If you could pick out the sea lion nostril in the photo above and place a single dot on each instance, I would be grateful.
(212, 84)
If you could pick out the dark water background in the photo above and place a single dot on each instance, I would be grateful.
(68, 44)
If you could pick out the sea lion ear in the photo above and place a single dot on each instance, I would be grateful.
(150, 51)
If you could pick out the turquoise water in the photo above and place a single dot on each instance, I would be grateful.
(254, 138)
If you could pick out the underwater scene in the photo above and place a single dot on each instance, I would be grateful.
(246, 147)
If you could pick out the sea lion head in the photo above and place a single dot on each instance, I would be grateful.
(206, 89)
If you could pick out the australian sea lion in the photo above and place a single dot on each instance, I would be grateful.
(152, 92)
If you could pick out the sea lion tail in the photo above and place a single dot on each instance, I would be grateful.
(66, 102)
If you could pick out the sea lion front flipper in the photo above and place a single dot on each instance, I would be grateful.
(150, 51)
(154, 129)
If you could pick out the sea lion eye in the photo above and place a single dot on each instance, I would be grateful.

# Exercise prompt:
Repeat all of the material above word for word, leaving nothing out and changing nothing.

# Response to this exercise:
If you could pick out the sea lion nostril in the photo above and place a single dot on each instance, I would be grateful.
(212, 84)
If you could pick out the dark water background in the photo above and place a single dot on each instance, I would be grateful.
(68, 44)
If you could pick out the sea lion ear in the photo above and place a single dot on each instance, I would be grateful.
(150, 51)
If you could pick out the turquoise water in the photo above and place a single dot on each instance, I would be grateful.
(254, 138)
If you could pick out the underwater scene in the photo above and place a single dot on each instance, I would be grateful.
(246, 147)
If you could pick out the sea lion head in the photo above and place a single dot on each instance, I would be grateful.
(206, 89)
If you could pick out the australian sea lion in the photo above and place a single dot on each instance, I would be grateful.
(152, 92)
If you could pick out the sea lion tail in the photo above and place a single dot on each instance, I would be grateful.
(66, 102)
If you could pick out the sea lion front flipper in the photo above and place a single dot on each instance, I would be grateful.
(150, 51)
(154, 129)
If you could pick out the sea lion eye in the photo above and place a single dot on each instance, I would be grateful.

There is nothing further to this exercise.